### WORK INSTRUCTIONS
Select every line of the items below that contains the string "style", and copy each one.

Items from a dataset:
-*-

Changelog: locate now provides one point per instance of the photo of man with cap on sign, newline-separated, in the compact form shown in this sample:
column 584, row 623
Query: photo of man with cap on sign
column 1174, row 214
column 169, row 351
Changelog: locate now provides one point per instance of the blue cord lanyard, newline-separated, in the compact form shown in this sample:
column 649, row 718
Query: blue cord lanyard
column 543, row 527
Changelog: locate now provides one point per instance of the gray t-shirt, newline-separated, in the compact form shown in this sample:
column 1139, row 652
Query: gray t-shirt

-*-

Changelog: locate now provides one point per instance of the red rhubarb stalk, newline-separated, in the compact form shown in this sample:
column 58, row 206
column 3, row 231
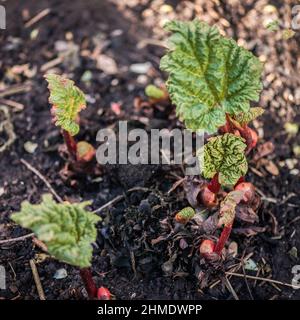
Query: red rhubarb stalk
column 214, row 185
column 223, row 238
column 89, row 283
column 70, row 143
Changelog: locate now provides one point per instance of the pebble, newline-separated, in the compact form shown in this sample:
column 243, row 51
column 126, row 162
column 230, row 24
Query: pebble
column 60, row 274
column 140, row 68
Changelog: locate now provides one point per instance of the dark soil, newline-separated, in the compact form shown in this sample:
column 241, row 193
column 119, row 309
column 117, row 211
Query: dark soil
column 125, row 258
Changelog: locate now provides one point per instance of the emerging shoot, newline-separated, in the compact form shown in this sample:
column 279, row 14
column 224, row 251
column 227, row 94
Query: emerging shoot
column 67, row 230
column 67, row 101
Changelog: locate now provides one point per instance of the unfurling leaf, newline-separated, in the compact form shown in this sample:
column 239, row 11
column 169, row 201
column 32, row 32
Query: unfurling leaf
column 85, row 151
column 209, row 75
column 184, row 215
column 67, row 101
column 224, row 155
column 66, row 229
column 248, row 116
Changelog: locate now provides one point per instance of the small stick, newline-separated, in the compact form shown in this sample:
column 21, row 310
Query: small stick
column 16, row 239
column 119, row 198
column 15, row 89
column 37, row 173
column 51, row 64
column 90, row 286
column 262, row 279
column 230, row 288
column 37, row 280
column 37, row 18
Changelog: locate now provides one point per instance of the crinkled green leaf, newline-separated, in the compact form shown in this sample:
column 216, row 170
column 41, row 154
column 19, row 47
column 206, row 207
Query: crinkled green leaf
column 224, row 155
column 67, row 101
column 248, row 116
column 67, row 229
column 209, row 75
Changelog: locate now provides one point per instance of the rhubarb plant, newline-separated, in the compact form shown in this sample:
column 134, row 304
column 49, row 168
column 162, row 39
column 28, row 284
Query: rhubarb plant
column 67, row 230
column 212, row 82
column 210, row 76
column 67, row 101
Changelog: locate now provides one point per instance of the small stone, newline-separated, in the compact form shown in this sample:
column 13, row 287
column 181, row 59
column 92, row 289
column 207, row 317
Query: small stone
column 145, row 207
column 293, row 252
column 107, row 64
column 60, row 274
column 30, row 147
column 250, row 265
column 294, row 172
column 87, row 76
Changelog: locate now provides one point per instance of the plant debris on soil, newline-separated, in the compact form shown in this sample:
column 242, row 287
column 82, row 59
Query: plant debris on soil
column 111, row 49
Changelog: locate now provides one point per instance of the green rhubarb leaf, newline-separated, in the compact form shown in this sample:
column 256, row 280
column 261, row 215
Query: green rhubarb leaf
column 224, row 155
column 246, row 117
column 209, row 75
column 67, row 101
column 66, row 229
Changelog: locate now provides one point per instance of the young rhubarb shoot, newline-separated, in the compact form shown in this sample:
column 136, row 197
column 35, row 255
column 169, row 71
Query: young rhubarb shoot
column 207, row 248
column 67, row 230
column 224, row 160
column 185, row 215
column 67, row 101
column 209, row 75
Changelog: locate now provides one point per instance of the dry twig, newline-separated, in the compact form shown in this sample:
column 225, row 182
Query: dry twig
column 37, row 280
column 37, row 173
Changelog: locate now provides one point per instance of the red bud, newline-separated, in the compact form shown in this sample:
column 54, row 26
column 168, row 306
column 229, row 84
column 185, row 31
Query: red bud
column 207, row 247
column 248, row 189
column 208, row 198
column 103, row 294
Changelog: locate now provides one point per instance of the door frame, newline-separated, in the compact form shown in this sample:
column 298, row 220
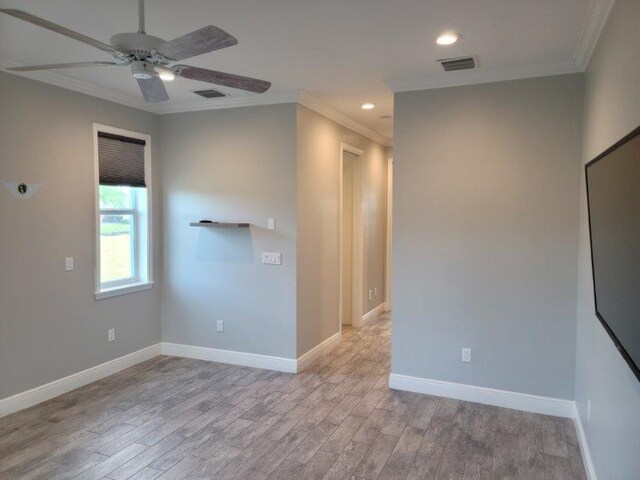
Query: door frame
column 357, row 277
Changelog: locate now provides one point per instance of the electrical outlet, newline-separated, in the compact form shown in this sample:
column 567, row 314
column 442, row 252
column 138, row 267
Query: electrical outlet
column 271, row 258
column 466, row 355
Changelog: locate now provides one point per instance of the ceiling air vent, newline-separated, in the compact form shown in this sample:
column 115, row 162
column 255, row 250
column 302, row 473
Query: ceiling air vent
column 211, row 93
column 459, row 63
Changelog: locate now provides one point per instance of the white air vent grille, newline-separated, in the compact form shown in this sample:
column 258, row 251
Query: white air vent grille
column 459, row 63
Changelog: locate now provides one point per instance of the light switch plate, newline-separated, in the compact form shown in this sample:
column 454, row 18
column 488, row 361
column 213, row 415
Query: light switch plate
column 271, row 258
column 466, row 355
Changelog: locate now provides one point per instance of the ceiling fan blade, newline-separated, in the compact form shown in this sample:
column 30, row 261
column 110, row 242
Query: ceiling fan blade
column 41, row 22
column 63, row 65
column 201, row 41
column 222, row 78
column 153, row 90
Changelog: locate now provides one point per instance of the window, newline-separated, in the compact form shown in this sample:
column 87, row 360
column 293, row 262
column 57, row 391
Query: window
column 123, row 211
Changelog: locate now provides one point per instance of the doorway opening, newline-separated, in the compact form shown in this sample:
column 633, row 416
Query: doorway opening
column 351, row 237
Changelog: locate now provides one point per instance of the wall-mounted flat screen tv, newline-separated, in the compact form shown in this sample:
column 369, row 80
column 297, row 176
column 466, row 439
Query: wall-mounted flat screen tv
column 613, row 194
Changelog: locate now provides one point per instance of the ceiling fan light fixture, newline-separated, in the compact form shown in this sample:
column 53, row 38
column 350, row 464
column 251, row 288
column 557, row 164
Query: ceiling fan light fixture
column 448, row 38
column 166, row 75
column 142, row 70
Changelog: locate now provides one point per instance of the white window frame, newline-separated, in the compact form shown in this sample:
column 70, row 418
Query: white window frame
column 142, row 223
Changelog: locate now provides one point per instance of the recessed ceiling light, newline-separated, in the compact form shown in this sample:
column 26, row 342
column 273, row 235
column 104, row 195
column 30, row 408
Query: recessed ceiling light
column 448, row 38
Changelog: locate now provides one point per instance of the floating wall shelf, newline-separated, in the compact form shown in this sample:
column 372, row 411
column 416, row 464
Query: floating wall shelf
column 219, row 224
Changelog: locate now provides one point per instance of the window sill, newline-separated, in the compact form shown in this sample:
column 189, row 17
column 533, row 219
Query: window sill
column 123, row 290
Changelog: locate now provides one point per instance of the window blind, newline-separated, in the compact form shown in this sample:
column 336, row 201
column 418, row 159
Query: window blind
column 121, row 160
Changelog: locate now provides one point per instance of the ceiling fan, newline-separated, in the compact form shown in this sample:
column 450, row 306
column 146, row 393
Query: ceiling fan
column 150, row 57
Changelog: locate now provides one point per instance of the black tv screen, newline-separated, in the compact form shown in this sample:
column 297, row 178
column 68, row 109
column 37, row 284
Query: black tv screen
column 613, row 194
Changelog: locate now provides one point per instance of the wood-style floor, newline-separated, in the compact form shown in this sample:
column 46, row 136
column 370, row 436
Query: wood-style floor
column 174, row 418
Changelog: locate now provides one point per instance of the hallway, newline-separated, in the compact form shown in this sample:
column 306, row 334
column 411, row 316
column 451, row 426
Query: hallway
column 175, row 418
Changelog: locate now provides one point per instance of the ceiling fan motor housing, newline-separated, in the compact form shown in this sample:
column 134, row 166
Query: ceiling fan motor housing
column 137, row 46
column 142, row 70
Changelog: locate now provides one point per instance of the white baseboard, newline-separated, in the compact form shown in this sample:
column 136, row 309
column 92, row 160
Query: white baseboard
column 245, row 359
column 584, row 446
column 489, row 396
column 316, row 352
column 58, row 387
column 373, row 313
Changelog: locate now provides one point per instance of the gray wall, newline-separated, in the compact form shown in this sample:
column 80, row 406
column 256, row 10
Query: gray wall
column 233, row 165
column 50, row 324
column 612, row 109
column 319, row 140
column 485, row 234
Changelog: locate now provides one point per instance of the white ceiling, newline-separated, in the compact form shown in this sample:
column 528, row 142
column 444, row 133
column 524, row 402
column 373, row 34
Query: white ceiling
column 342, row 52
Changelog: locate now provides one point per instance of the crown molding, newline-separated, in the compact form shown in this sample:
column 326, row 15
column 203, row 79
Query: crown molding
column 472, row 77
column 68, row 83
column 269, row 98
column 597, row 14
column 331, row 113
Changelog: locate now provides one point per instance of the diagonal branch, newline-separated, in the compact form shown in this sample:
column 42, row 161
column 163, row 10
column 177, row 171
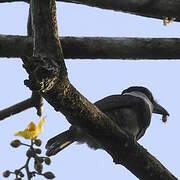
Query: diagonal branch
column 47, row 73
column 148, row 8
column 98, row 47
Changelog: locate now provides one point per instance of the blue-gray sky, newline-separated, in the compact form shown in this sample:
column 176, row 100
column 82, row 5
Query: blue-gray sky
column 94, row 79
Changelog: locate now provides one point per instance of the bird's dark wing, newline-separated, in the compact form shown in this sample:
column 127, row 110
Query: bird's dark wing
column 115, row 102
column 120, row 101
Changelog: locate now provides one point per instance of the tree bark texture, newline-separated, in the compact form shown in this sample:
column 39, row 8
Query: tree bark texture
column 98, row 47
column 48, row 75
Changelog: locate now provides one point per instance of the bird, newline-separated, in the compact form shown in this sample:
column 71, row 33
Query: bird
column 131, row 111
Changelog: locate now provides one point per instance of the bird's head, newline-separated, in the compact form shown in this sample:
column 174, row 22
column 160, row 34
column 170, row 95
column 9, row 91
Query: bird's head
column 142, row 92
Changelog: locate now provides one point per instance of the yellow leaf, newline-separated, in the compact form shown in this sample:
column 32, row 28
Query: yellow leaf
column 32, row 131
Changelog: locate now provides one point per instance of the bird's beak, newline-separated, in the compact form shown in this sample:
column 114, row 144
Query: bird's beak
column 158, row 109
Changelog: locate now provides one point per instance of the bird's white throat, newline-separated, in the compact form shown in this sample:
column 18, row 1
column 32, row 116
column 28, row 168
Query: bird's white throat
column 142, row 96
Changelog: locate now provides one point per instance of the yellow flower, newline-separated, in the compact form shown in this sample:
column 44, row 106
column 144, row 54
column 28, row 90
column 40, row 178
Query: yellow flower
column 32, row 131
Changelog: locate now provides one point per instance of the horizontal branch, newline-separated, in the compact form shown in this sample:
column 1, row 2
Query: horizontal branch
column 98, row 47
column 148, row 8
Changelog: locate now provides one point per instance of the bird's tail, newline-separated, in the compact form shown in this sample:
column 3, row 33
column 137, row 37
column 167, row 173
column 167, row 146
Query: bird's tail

-*-

### SOLUTION TO THIS EXERCISE
Changelog: locate now provides one point per instance of the wood-style floor, newline-separated, in the compact form shown in this sample:
Query: wood-style floor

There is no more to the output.